### Task item
Where the listing below has a line with "Target: overcast sky", write out exactly that line and every line after it, stopping after the line with "of the grassy".

:::

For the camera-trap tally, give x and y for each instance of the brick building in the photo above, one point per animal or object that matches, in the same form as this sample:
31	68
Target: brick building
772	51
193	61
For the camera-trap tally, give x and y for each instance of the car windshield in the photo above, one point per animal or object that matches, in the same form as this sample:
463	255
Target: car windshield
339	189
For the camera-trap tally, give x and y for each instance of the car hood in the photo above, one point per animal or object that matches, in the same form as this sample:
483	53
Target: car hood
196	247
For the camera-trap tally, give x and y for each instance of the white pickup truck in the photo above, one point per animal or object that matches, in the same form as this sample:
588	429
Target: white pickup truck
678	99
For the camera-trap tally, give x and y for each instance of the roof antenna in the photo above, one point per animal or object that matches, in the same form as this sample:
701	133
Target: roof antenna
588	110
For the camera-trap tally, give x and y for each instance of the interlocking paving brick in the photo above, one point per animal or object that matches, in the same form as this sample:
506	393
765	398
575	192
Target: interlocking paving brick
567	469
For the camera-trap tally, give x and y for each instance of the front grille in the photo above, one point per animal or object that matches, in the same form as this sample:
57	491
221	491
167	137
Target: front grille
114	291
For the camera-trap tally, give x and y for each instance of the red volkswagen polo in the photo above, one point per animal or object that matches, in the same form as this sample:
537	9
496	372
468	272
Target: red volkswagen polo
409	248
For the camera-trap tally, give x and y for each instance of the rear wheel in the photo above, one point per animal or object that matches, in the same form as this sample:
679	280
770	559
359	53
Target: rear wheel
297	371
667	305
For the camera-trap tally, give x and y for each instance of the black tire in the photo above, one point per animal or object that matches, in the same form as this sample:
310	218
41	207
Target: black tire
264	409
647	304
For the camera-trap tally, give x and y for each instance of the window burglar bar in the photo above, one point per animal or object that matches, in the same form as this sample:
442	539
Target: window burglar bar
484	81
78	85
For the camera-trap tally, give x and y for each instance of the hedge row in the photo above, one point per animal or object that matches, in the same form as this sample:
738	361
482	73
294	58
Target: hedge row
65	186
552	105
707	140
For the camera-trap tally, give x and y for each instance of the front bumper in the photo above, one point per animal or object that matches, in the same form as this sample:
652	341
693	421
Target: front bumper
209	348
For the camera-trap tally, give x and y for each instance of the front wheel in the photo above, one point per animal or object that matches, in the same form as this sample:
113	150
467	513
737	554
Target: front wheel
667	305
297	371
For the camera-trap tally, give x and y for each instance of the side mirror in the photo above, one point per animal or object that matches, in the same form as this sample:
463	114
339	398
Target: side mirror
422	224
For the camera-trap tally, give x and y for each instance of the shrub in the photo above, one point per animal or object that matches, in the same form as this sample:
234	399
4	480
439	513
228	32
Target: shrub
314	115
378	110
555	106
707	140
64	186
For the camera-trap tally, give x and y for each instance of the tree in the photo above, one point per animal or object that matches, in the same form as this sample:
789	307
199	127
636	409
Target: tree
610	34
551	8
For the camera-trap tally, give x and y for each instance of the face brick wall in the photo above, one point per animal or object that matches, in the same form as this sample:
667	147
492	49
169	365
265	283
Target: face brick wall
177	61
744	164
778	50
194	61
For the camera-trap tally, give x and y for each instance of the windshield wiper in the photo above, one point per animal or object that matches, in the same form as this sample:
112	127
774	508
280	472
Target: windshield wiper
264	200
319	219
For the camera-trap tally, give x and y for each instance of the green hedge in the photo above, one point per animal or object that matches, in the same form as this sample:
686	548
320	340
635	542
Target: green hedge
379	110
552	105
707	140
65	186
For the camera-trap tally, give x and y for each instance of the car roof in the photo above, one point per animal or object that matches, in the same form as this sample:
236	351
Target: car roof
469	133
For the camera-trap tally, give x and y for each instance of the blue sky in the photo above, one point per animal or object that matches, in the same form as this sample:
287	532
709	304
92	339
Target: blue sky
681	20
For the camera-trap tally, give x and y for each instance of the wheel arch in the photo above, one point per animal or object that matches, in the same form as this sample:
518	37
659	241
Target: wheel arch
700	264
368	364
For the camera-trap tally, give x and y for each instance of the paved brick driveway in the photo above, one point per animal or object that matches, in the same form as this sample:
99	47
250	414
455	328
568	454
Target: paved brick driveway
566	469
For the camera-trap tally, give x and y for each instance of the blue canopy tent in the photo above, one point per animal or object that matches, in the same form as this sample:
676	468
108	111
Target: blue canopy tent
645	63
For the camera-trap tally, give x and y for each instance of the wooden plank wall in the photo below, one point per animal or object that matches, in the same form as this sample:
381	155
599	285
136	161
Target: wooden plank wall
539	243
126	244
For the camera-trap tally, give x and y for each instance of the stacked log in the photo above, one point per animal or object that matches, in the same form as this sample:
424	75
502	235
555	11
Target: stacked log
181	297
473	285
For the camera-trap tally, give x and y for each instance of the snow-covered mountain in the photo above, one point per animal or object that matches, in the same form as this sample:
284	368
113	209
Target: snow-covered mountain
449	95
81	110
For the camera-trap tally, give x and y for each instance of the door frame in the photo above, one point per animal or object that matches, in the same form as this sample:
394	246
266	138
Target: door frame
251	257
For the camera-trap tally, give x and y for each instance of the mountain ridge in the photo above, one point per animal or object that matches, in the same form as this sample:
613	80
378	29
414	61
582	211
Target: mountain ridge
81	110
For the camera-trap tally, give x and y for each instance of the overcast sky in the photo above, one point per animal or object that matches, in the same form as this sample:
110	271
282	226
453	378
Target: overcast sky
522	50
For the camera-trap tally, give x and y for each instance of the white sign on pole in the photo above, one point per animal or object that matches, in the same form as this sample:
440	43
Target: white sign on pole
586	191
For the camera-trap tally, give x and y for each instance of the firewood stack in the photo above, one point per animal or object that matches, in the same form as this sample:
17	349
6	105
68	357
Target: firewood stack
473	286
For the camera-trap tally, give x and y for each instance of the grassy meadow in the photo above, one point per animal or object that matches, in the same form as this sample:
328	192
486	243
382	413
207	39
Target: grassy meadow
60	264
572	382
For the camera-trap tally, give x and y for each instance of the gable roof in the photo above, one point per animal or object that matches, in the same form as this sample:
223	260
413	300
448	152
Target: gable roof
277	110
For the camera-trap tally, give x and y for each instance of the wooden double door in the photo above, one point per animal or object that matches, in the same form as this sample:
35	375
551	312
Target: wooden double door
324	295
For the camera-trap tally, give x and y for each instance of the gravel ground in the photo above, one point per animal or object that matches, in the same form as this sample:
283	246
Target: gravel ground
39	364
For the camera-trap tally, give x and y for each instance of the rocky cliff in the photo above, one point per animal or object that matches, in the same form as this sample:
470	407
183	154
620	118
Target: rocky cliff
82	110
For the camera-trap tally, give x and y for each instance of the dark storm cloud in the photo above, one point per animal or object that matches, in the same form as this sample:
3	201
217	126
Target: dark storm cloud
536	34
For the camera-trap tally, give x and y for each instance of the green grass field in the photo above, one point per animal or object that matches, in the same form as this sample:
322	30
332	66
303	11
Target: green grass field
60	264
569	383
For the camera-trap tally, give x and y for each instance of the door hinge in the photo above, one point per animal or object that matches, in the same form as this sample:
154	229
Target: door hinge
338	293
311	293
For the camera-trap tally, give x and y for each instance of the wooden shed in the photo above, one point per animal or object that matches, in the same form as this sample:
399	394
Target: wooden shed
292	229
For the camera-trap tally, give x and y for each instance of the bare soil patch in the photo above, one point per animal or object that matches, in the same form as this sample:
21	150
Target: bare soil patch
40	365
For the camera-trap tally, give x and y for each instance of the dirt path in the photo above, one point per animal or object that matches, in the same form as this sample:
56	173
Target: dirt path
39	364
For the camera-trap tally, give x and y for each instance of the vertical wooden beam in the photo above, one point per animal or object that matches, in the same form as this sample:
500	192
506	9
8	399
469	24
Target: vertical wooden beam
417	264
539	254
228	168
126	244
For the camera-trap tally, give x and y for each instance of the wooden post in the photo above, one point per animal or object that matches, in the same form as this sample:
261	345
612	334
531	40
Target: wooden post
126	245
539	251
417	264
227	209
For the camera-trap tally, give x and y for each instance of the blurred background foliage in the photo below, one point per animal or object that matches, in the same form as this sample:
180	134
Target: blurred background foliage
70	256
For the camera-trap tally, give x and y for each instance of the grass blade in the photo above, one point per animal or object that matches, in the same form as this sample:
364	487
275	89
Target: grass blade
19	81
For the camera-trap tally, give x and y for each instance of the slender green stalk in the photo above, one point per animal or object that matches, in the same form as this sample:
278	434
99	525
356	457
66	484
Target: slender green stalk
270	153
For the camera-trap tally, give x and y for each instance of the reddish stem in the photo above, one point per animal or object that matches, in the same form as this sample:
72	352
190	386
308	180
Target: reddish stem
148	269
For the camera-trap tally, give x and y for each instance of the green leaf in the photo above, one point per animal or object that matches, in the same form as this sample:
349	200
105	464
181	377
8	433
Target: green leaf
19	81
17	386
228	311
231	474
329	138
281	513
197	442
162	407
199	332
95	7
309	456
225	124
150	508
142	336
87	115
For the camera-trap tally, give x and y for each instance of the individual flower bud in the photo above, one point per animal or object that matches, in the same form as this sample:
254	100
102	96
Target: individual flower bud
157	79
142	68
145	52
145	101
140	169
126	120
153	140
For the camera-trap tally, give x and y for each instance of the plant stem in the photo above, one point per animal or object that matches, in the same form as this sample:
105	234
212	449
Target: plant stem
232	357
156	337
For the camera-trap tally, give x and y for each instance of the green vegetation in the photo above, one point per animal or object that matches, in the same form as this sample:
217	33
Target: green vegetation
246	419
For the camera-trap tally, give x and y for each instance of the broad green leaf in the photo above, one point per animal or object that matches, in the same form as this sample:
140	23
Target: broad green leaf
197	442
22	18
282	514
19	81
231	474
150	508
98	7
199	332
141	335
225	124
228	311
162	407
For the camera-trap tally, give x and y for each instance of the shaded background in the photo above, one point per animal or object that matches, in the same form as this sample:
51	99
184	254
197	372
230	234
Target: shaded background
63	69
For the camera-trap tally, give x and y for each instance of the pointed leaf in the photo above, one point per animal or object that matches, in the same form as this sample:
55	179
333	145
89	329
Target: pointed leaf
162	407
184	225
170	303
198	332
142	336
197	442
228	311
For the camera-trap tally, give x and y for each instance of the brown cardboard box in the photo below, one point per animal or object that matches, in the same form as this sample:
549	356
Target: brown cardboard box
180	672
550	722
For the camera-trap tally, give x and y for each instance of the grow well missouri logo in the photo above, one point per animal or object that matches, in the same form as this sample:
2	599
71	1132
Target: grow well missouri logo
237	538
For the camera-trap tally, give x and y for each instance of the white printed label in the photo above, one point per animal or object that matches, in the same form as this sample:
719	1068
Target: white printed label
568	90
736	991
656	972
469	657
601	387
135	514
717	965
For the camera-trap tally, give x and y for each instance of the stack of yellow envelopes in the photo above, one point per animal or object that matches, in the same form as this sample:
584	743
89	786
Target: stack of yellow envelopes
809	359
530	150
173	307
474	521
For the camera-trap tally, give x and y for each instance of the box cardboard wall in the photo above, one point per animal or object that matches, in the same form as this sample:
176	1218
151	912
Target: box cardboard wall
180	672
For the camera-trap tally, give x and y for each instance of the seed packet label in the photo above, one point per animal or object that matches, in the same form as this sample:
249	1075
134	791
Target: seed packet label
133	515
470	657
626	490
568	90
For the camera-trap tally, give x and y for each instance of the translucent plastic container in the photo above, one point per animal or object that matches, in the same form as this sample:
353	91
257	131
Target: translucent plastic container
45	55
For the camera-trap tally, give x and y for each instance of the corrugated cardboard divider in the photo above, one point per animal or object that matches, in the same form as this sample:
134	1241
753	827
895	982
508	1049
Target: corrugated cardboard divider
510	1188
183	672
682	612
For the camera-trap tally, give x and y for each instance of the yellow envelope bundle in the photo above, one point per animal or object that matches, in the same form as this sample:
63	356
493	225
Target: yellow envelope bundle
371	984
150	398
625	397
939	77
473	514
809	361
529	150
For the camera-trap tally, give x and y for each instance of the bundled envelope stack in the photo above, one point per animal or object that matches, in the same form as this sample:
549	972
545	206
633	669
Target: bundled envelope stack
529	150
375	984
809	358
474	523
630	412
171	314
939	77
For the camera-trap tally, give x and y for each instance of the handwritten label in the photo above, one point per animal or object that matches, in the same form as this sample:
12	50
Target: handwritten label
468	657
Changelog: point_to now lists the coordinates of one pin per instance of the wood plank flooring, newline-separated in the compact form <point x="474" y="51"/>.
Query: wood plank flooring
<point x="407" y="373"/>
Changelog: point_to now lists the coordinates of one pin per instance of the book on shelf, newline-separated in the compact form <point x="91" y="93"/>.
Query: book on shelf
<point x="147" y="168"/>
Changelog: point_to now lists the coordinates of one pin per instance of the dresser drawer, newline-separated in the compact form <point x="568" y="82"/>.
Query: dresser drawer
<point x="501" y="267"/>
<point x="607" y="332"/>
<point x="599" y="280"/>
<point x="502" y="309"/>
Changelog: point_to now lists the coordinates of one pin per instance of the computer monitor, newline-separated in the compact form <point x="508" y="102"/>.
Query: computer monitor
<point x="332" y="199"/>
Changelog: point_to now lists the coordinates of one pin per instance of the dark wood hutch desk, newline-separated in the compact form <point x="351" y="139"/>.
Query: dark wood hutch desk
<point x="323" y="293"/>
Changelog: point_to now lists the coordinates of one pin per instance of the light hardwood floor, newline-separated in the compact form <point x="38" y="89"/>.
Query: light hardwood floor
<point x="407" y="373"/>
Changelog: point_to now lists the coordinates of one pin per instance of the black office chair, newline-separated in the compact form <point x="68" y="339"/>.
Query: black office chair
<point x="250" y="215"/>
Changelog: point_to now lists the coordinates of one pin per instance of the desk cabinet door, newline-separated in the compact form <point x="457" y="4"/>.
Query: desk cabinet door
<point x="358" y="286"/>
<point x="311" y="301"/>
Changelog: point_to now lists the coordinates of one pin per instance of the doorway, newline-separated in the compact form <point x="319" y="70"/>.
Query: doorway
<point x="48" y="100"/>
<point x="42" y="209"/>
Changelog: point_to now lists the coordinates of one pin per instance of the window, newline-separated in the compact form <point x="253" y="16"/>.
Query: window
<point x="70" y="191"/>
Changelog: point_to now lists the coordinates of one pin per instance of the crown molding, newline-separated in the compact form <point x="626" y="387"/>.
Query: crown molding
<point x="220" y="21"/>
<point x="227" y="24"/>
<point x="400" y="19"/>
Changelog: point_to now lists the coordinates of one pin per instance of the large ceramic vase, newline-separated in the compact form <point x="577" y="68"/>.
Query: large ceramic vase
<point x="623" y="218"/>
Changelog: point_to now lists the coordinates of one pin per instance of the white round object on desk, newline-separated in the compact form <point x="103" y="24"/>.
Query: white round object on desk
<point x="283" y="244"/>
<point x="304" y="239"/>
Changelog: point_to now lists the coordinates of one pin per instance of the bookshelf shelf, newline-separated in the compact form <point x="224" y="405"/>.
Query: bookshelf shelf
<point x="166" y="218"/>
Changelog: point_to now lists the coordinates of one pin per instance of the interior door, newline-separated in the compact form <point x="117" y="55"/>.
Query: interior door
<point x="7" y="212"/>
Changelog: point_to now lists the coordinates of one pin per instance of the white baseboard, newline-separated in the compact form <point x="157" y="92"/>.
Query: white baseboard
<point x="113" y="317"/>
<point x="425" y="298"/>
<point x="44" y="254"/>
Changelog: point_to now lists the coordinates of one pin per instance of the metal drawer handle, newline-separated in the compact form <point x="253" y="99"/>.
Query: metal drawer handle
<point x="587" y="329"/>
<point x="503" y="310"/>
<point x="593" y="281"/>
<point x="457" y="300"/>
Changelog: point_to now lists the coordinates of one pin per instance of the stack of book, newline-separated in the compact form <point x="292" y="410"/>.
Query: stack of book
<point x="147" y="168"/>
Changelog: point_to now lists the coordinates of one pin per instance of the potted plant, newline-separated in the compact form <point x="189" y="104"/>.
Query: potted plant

:::

### Problem solution
Target: overcast sky
522	50
For the camera-trap tally, give x and y for each instance of the white sign on pole in the photo above, one point per animal or object that matches, in the same form as this sample:
440	43
Target: white sign on pole
586	191
For the camera-trap tally, give x and y for each instance of the firewood stack in the photo above, one point per animal or object that matches, in the same form as this sample:
17	349
6	105
68	357
Target: firewood stack
473	286
For the camera-trap tally, give x and y for each instance of the grassy meadow in the photo above, one point per animal or object that matches, in the same form as this sample:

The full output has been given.